▶ Exercise prompt:
What is the number of lines in the entries that contain the word "blurred"? Reply with that number only.

Records for this task section start

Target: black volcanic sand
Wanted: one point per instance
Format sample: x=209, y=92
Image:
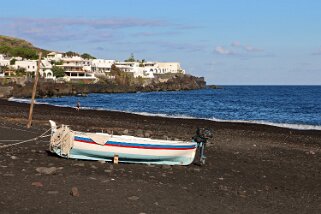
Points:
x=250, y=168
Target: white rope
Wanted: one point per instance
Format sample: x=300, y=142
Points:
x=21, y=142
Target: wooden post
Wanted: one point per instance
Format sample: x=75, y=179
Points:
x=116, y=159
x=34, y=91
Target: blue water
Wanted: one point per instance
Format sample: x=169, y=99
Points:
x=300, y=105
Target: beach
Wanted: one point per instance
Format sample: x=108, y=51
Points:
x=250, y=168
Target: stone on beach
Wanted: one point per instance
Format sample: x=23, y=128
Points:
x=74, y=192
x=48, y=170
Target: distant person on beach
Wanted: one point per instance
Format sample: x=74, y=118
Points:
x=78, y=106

Records for this task section end
Records for this task section start

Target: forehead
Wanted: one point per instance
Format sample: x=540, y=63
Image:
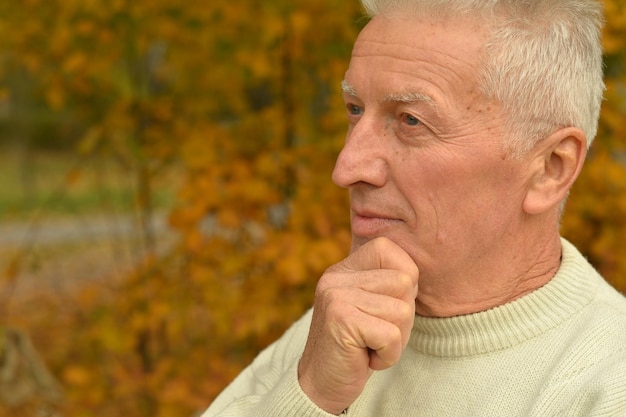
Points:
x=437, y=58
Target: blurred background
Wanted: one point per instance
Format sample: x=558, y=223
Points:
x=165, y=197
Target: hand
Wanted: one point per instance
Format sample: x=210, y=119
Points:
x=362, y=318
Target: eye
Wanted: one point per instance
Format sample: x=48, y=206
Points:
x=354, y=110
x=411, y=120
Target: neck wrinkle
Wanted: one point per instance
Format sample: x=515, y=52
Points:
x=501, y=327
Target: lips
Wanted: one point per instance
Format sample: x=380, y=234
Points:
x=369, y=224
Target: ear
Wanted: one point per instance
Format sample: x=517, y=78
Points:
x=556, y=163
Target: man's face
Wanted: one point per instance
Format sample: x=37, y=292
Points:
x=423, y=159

Records for this task section end
Records for this task section start

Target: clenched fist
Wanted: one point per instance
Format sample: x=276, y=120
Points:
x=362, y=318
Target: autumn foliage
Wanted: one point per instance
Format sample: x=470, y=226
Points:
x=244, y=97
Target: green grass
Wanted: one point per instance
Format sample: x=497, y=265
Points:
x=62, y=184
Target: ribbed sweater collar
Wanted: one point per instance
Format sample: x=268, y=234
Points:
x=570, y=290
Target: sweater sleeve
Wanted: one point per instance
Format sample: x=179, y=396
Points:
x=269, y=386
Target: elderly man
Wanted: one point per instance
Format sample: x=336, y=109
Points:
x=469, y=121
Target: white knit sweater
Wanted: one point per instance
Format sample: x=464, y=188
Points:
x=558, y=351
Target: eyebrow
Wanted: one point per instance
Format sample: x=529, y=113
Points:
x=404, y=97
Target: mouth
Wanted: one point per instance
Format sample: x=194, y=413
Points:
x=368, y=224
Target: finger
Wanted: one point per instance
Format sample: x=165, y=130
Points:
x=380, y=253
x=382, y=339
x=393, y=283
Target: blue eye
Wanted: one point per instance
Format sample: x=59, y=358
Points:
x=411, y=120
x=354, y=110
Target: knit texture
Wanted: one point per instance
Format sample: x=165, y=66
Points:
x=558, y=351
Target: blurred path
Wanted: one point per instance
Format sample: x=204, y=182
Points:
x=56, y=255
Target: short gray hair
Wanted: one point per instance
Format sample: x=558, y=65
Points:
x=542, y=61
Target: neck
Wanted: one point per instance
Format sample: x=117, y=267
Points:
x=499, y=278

Records for this task section end

▶ The answer:
2